### Activity
The answer should contain only the lines running from the line with "Task: check that each instance of the man in orange" to the end of the material, reproduced verbatim.
[Records for this exercise]
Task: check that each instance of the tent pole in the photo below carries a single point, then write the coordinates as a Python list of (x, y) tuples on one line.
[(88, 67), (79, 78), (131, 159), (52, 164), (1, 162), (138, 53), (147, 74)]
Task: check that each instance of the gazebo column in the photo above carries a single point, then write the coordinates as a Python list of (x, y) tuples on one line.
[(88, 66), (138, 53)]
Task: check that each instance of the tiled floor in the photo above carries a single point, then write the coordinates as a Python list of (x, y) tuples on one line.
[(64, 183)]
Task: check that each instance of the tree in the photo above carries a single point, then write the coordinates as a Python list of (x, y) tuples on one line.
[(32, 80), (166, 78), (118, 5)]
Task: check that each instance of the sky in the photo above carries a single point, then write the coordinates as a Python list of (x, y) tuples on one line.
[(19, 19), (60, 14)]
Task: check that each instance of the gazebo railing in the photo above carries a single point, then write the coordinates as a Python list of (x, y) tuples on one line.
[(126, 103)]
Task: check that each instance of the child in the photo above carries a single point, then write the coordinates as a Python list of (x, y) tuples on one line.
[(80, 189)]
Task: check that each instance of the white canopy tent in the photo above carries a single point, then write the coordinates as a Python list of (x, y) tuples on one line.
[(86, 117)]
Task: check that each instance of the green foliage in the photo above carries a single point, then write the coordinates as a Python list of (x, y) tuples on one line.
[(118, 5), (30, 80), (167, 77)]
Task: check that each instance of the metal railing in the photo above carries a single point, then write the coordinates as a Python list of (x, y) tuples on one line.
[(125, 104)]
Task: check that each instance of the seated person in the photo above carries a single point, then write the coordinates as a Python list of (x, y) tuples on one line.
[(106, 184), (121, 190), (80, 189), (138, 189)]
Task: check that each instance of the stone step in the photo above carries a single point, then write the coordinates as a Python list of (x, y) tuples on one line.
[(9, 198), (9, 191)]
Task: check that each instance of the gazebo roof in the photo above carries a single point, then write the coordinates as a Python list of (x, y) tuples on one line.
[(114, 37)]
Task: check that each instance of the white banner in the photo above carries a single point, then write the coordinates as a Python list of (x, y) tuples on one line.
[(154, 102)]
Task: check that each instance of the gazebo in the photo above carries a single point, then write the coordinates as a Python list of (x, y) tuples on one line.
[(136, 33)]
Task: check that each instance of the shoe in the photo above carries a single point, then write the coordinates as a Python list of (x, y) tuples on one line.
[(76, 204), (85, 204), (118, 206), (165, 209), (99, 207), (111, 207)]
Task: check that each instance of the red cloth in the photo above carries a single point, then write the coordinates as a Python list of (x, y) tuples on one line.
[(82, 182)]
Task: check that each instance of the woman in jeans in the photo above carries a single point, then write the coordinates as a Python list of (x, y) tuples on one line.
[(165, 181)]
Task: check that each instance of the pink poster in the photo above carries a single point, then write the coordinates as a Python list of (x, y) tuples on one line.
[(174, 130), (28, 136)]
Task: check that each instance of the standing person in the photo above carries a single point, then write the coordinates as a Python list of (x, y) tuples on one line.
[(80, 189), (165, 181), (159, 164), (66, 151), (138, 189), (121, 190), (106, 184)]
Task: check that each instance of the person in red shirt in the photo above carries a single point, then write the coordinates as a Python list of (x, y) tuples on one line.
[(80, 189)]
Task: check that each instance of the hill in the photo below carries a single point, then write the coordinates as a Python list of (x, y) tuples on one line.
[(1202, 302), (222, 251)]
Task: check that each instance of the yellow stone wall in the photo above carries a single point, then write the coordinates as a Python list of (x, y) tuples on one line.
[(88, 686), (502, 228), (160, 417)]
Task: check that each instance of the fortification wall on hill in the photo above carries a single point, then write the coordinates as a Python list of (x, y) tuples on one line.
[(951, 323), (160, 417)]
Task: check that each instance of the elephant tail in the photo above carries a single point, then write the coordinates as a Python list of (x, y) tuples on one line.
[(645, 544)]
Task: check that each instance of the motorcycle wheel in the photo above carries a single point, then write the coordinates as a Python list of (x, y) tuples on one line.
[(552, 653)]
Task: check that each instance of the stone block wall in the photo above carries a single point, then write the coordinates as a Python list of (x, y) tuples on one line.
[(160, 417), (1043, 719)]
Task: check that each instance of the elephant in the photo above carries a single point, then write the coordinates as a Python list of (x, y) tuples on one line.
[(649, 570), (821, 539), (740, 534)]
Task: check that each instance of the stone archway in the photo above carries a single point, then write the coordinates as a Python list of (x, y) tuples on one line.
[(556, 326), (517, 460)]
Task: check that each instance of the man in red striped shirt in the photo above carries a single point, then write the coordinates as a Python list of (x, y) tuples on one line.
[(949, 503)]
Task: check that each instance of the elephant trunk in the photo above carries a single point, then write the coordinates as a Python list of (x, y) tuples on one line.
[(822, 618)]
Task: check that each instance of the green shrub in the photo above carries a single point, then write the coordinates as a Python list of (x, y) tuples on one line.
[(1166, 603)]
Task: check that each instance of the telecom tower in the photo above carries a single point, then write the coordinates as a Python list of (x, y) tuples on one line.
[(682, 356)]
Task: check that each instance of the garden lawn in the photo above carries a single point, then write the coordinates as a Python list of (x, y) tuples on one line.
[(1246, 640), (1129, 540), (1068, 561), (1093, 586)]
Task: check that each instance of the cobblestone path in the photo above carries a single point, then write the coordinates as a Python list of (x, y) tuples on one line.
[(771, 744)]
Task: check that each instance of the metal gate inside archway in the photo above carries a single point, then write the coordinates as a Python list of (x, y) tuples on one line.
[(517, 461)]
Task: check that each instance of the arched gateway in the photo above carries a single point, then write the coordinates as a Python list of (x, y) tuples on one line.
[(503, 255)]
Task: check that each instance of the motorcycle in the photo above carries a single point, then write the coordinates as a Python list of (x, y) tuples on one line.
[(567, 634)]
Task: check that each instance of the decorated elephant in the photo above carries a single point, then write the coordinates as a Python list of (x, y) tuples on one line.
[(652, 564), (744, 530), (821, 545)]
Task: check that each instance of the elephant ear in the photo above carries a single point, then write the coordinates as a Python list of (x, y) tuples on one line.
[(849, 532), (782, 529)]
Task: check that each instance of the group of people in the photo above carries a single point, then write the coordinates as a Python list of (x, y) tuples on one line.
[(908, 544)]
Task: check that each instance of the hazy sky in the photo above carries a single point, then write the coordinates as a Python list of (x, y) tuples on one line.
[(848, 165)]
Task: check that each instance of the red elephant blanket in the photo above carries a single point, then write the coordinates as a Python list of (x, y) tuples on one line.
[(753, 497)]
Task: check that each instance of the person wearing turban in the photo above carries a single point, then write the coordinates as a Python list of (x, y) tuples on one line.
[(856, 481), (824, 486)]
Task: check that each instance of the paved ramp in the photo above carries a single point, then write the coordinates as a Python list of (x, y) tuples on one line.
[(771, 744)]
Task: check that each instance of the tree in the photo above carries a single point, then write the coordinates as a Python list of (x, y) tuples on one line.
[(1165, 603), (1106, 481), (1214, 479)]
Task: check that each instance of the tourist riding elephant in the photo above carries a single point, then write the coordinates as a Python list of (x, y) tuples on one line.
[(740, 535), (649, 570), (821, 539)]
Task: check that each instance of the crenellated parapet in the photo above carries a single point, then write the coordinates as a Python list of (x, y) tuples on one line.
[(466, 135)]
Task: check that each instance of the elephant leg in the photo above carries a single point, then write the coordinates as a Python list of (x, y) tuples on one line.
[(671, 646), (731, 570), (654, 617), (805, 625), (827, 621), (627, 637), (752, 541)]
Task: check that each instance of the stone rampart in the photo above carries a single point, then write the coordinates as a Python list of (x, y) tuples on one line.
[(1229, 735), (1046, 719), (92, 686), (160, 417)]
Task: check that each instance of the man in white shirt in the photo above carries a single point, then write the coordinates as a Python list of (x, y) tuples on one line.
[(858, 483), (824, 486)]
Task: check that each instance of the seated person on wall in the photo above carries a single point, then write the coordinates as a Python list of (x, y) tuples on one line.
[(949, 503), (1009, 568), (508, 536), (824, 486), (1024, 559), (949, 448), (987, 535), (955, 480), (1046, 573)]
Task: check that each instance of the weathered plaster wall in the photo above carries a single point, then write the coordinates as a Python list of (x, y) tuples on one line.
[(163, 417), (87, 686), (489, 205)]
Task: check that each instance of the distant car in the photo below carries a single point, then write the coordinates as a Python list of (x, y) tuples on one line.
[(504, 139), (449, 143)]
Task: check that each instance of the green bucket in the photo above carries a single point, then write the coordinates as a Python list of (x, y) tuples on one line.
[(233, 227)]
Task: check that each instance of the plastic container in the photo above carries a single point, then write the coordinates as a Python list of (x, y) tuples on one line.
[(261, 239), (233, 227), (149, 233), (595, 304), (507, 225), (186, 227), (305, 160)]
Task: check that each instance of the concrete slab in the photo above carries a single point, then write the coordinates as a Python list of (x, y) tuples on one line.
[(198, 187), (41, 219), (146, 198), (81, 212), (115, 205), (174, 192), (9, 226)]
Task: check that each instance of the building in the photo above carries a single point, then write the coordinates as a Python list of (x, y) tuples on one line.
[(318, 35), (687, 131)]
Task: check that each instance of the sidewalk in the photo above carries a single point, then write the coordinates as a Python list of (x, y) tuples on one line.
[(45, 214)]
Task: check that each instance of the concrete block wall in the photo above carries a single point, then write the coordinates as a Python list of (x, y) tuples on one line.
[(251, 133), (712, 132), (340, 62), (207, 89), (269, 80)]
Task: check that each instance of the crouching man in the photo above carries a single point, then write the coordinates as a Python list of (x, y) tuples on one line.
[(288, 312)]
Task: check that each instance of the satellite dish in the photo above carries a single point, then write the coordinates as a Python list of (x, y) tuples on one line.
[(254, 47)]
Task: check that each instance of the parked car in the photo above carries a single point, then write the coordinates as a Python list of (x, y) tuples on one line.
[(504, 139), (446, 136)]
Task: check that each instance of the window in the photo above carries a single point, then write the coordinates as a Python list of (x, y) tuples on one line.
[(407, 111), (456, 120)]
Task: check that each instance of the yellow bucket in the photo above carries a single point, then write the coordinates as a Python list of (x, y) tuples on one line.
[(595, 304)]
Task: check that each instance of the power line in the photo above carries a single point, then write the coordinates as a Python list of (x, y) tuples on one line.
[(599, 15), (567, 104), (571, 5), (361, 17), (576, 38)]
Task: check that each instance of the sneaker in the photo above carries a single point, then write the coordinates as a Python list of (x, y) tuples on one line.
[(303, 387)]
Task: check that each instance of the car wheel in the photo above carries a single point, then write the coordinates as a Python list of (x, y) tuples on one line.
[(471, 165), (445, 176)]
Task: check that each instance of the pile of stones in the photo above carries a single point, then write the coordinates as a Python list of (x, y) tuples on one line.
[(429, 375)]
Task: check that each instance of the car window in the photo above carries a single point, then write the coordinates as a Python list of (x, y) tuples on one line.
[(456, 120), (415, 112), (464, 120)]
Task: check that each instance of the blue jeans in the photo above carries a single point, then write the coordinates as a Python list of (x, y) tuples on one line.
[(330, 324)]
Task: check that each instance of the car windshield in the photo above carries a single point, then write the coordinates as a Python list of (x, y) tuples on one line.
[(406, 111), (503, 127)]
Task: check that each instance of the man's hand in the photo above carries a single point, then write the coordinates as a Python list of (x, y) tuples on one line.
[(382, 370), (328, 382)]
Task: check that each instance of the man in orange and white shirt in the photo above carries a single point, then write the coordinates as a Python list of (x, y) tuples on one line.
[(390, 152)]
[/Records for this exercise]
### Response
Task: check that each instance of the man in orange and white shirt in the photo above carries a single point, then write the coordinates as a Python list of (x, y) tuples on one line.
[(390, 152)]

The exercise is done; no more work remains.